**Text shown**.
John Hornbuckle, 53, former owner of QBR, was sentenced by Chief U.S. District Court Judge L. Scott Coogler, according to a news release from the U.S. Attorney’s Office for Alabama’s Northern District.

Hornbuckle pleaded guilty in November 2022 to one count of conspiracy to commit health care fraud and another count of conspiracy to receive kickbacks.

According to his plea agreement, QBR during his ownership (2012 to 2018) billed insurers millions of dollars for electro-diagnostic testing that its technicians performed, regardless of whether there was a medical need for them.

QBR in turn paid medical providers (including Medicare and other government programs) a per-patient fee for the tests they ordered from the company that were reimbursed by insurers. They were disguised as hourly payments for the provider and its staff’s time; the provider was actually paid a fee per each patient who was tested.

Insurers paid more than $9 million for those medically unnecessary tests.

Hornbuckle was ordered to pay $9,192,005.20 in restitution and a $250,000 fine, and to forfeit $176,449.19.

Brian Bowman, 41, of Attalla, and James Ewing Ray, 52, of Gadsden, each pleaded guilty last November to health care fraud conspiracy.

Ray, owner of Integrity Medical LLC, which markets health care items and services to medical providers, entered an additional guilty plea to kickback conspiracy.

**Instructions to follow**. Duplicate the Hornbuckle sentencing text in full, keeping every word and number unchanged. The lines that come next are separate material and have no connection to the Hornbuckle sentencing text.

**Recorded information**.
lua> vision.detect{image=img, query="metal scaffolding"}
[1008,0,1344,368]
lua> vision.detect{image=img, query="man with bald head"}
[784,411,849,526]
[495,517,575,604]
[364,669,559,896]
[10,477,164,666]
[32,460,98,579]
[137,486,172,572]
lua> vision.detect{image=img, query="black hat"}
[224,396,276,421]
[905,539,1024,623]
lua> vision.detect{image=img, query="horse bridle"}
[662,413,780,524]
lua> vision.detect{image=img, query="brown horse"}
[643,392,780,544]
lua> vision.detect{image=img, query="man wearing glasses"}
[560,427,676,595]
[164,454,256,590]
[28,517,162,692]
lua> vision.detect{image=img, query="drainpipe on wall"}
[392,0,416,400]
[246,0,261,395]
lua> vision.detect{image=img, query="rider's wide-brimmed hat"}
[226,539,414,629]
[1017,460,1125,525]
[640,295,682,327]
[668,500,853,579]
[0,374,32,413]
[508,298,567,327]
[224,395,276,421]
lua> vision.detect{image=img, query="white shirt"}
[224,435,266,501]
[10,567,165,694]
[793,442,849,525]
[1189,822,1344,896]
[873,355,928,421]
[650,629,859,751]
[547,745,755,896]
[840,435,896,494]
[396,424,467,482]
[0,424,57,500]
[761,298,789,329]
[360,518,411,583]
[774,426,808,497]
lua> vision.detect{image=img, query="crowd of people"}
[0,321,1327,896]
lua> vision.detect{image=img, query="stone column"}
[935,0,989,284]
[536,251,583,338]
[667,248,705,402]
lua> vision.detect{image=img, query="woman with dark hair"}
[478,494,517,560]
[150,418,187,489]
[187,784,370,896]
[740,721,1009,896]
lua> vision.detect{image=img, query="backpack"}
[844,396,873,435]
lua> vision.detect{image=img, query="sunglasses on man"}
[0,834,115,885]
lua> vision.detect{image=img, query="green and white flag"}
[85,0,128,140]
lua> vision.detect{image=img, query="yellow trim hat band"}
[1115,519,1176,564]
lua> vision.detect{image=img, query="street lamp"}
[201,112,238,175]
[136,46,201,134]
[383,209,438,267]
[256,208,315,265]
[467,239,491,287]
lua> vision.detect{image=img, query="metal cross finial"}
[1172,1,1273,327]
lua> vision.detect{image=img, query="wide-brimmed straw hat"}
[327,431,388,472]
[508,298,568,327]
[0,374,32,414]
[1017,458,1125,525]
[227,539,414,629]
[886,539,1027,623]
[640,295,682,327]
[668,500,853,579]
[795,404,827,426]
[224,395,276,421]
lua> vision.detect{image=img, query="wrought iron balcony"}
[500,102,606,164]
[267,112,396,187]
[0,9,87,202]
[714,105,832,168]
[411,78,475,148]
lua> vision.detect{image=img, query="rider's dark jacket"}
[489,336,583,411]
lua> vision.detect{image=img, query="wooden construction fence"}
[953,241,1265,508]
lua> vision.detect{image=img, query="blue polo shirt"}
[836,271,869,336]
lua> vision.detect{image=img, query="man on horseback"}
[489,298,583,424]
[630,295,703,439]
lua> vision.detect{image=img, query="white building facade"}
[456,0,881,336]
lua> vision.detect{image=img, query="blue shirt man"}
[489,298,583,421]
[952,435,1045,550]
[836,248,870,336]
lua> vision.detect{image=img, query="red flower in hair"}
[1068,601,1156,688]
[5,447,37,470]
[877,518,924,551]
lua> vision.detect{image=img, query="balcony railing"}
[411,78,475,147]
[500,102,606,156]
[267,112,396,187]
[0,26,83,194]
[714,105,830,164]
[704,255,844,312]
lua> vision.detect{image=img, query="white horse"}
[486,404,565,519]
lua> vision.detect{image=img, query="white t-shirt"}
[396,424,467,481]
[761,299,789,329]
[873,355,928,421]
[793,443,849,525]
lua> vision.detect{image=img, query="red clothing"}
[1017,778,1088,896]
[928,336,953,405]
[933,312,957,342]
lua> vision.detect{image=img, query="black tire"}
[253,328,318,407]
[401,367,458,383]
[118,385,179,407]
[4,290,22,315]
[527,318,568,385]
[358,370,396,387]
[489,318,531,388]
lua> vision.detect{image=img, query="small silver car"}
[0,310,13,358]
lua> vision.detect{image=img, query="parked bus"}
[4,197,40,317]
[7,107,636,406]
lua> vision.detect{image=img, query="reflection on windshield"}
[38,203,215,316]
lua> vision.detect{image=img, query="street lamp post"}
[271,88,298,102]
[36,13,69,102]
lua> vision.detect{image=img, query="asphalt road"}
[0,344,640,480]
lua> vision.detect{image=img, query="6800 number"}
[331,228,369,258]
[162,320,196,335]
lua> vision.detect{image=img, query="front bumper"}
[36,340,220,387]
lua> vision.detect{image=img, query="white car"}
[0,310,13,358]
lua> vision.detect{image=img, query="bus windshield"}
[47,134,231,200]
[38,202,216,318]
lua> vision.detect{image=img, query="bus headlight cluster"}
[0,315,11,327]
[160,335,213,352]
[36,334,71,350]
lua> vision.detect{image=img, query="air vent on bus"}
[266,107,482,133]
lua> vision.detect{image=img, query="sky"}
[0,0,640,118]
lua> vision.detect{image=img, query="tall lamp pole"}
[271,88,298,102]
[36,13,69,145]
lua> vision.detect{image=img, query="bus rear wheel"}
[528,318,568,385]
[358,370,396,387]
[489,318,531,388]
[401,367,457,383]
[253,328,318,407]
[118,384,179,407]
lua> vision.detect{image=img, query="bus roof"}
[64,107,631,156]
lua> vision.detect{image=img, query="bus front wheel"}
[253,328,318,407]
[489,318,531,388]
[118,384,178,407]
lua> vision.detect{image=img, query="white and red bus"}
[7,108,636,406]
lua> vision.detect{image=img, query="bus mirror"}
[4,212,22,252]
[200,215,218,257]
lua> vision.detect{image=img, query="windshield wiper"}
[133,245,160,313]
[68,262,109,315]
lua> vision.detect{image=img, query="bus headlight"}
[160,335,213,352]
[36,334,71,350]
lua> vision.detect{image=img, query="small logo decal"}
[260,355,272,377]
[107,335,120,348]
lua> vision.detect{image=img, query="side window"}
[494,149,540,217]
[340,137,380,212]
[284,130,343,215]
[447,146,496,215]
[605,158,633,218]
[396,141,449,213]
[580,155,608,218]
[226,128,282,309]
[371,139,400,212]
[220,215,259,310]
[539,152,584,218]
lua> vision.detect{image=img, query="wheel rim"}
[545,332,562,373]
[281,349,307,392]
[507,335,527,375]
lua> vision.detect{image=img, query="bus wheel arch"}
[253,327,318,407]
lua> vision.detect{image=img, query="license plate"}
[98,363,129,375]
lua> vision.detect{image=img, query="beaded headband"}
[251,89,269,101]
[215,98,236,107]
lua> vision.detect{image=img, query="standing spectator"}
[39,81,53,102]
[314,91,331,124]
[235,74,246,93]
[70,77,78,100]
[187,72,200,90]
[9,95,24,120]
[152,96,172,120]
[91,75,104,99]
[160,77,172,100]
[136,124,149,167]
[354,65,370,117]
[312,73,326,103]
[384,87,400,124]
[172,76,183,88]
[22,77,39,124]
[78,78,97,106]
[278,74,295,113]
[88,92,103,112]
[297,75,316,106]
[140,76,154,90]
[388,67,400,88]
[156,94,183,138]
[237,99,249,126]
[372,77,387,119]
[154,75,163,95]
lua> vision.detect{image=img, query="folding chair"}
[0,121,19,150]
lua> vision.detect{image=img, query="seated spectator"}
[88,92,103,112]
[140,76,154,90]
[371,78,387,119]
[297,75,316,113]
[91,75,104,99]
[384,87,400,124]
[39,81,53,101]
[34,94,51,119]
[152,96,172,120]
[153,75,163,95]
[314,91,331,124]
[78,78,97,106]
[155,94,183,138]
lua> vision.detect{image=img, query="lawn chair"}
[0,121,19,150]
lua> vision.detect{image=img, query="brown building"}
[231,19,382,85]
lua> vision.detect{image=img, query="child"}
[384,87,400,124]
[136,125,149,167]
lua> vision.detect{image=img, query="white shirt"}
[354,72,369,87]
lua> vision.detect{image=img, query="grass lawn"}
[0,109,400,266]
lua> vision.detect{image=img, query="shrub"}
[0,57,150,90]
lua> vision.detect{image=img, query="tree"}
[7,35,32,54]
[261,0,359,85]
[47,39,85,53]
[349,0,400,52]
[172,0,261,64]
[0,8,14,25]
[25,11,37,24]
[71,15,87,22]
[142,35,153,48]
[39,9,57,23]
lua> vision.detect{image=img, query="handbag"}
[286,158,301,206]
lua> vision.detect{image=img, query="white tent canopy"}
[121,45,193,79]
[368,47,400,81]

**Solution to this problem**.
John Hornbuckle, 53, former owner of QBR, was sentenced by Chief U.S. District Court Judge L. Scott Coogler, according to a news release from the U.S. Attorney’s Office for Alabama’s Northern District.

Hornbuckle pleaded guilty in November 2022 to one count of conspiracy to commit health care fraud and another count of conspiracy to receive kickbacks.

According to his plea agreement, QBR during his ownership (2012 to 2018) billed insurers millions of dollars for electro-diagnostic testing that its technicians performed, regardless of whether there was a medical need for them.

QBR in turn paid medical providers (including Medicare and other government programs) a per-patient fee for the tests they ordered from the company that were reimbursed by insurers. They were disguised as hourly payments for the provider and its staff’s time; the provider was actually paid a fee per each patient who was tested.

Insurers paid more than $9 million for those medically unnecessary tests.

Hornbuckle was ordered to pay $9,192,005.20 in restitution and a $250,000 fine, and to forfeit $176,449.19.

Brian Bowman, 41, of Attalla, and James Ewing Ray, 52, of Gadsden, each pleaded guilty last November to health care fraud conspiracy.

Ray, owner of Integrity Medical LLC, which markets health care items and services to medical providers, entered an additional guilty plea to kickback conspiracy.